Kata ‘lentur’ itu sendiri mempunyai konotasi yang positif dibandingkan kata ‘kaku’. Kebanyakan orang tentu lebih suka disebut lentur dan tidak kaku. ‘Kelenturan pasar tenaga kerja’ terdengar lebih menarik dan ‘benar’ daripada ‘kekakuan pasar tenaga kerja’. Ini bukan soal selera bahasa saja; ada masalah yang lebih serius di balik permainan kata tersebut. Pengetahuan telah didominasi oleh lembaga-lembaga penelitian dan para akademisi, dan ada bahaya, suara keprihatinan orang-orang yang terpinggir tidak mendapat tempat. Penindasan buruh rupanya tidak berhenti pada soal-soal yang sifatnya material seperti upah dan kondisi kerja. Terjadi pula penindasan yang sifatnya epistemologis, yaitu manipulasi dalam penciptaan pengetahuan. Supaya pengetahuan mengenai buruh tidak mengalami pembelokan, mestinya orang-orang yang langsung mengalaminya ikut memproduksi pengetahuan tersebut.

Membangun komunitas sambil meneliti

Sejak zaman Charles Dickens dan Karl Marx sudah ada banyak penelitian mengenai nasib buruh, namun masih jarang penelitian yang dikerjakan sendiri oleh buruh dan berangkat dari keprihatinan mereka sendiri. Ketika menulis sejarah The Making of the English Working Class (1963), Edward P. Thompson ingin menampilkan ruh yang bekerja dalam diri setiap tukang, pengrajin, buruh pabrik dan ulama lokal. Menurut Thompson, pembentukan kesadaran kelas pekerja merupakan proses yang dimulai dari bawah oleh para buruh sendiri dan bukan oleh para pemimpin yang serba tahu. Ia menolak para sejarawan ekonomi yang melihat buruh sebagai faktor produksi dan angka statistik belaka. PAR mewarisi semangat yang sama dan menawarkan metodologi penelitian yang melibatkan kaum terpinggir sebagai peneliti untuk menjawab kebutuhan-kebutuhan yang muncul dari pahit getir kehidupan mereka setiap hari. Dengan PAR, orang-orang tersingkir membangun kemampuan untuk melakukan penelitian sendiri; dengan kata lain, PAR adalah alat pembebasan. Melalui aktivitas penelitian model ini, kaum tersisih merebut pengetahuan dari dominasi dan monopoli para peneliti mapan seperti para akademisi, lembaga penelitian, bisnis, dan pemerintah.
● ● ●
- _TUJUAN TUGAS_
Dalam kutipan sumber tentang penelitian oleh buruh, tahun berapa The Making of the English Working Class ditulis oleh Edward P. Thompson?
● ● ●
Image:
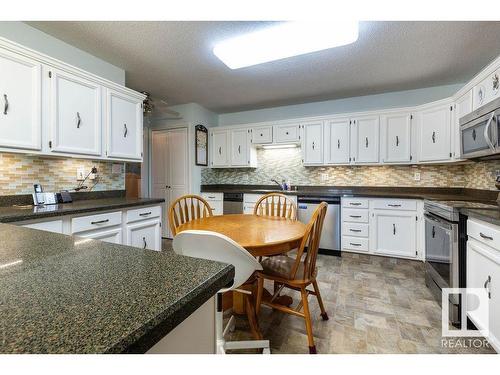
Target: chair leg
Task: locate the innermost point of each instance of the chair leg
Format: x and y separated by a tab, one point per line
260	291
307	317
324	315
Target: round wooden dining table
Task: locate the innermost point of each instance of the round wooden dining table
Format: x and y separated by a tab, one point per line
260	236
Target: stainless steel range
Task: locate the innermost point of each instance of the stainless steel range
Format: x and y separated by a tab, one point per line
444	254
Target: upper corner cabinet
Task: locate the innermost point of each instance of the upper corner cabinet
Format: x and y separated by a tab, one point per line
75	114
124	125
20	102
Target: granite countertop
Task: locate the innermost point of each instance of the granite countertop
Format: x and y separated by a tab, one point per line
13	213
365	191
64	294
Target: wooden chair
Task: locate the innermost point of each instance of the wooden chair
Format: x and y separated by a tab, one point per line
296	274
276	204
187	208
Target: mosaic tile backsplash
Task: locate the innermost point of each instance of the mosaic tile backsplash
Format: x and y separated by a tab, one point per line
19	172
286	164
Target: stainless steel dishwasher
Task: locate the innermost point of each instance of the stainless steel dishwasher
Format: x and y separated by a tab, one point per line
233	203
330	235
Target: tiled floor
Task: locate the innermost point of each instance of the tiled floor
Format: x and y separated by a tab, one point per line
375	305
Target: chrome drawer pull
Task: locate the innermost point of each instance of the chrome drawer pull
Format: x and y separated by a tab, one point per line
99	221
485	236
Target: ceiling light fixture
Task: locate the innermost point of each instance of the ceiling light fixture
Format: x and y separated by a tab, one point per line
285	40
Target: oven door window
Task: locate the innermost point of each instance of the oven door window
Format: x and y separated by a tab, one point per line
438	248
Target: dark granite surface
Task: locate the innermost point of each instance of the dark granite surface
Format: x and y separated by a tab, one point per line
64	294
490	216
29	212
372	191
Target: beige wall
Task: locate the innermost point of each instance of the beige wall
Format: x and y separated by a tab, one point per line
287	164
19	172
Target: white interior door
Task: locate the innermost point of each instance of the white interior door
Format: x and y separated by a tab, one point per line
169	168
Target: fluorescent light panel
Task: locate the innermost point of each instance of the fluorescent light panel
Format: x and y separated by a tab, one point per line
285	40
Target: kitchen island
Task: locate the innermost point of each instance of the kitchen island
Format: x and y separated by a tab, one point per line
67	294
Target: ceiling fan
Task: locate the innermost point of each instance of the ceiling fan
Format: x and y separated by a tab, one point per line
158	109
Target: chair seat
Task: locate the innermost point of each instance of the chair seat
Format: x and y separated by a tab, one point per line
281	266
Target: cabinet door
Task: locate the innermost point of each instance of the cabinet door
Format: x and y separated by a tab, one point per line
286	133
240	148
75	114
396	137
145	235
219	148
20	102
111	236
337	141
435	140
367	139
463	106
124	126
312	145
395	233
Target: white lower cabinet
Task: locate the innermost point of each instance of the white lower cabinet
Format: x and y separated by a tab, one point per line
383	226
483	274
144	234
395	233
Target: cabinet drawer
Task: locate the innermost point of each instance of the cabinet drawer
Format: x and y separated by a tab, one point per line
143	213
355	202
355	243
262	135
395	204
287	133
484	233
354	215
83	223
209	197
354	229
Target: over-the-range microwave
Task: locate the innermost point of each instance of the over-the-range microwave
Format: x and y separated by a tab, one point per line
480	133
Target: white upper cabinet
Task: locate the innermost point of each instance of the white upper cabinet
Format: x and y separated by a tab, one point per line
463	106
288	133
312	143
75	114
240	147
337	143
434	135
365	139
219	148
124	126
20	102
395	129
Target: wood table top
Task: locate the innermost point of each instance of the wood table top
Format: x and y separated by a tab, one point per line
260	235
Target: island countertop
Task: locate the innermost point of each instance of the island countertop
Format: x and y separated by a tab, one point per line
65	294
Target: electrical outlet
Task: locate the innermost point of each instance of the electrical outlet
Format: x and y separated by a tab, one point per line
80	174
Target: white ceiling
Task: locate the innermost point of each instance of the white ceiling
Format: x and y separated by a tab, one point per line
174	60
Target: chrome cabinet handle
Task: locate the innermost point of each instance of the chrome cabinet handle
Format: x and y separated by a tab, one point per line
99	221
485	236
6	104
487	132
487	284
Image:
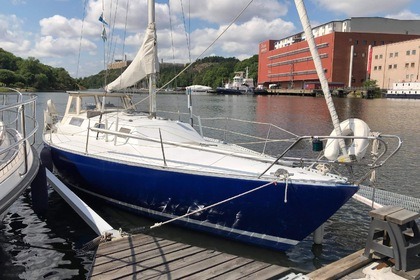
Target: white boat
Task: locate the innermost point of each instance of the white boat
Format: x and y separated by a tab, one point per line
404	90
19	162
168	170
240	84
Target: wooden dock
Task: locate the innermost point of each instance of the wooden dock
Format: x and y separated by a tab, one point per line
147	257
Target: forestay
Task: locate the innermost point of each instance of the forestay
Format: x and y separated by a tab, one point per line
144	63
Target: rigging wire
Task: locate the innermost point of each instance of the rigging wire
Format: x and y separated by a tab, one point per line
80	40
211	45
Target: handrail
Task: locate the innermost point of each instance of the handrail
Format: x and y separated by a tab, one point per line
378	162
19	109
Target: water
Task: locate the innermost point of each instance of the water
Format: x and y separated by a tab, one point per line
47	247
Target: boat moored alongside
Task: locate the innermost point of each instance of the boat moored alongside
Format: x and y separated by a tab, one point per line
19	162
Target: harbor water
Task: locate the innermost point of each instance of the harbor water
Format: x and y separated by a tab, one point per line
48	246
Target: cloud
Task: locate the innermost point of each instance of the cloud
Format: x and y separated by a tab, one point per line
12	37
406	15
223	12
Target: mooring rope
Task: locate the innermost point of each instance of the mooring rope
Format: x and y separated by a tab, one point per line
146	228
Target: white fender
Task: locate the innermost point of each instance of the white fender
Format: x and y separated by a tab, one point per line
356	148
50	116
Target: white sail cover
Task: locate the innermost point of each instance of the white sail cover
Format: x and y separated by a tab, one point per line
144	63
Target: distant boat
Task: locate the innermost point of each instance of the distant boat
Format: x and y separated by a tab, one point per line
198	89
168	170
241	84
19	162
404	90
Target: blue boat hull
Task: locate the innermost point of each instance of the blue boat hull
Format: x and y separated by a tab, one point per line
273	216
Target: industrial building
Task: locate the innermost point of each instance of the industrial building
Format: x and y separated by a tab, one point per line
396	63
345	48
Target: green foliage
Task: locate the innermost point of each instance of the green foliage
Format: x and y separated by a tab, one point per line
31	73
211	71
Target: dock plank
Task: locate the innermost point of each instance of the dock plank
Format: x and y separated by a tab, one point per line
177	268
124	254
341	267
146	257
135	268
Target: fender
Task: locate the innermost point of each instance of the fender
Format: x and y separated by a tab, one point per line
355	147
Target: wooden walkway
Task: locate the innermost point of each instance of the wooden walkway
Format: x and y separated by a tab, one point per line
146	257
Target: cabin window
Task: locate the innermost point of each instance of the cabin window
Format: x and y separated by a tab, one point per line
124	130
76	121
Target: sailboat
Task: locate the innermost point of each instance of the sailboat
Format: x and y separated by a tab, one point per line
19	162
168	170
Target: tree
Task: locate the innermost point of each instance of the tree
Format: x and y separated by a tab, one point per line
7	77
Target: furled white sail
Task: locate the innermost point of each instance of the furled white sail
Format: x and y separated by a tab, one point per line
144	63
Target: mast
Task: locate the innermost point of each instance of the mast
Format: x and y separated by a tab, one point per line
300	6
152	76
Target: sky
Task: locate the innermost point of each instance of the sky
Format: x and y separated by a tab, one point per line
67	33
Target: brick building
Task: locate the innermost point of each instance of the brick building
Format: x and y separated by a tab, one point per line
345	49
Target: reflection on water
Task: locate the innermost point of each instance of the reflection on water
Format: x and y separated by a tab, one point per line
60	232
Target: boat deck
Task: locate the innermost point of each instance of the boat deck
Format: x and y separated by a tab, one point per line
● ● ●
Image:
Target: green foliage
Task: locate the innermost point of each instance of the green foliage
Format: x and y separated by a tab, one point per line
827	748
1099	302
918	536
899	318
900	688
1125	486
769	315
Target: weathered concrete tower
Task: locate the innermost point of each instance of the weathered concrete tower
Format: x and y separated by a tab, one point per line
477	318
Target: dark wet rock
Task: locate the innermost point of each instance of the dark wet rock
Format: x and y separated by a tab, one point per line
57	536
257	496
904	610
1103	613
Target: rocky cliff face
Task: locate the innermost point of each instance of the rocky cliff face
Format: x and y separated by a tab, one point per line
● ● ●
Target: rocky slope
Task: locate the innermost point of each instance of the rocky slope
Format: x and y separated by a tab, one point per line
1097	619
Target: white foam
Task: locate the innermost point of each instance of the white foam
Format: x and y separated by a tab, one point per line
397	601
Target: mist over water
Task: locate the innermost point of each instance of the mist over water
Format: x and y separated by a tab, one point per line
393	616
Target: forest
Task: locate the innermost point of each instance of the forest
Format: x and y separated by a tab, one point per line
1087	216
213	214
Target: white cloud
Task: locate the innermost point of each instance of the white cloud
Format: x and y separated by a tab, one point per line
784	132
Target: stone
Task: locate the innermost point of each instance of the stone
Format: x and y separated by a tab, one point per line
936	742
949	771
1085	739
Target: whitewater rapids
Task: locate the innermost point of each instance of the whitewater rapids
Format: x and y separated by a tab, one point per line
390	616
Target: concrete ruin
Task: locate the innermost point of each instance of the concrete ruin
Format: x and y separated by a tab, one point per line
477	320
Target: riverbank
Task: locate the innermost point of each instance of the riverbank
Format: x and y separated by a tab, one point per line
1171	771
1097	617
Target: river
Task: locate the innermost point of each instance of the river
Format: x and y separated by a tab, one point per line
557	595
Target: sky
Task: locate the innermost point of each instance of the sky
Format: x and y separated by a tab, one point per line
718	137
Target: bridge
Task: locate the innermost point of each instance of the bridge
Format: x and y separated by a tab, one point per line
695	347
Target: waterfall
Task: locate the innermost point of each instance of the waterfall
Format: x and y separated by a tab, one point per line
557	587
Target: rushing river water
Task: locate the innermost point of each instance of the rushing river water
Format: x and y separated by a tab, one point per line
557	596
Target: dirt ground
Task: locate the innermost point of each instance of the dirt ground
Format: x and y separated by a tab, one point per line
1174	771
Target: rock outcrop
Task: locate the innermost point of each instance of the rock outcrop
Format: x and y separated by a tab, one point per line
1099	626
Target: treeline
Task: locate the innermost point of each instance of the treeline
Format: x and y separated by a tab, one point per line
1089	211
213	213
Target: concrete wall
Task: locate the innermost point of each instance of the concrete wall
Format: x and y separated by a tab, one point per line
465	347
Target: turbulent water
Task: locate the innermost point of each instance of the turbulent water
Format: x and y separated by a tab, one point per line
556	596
● ● ●
- _HASIL TUGAS_
Tahun 1963.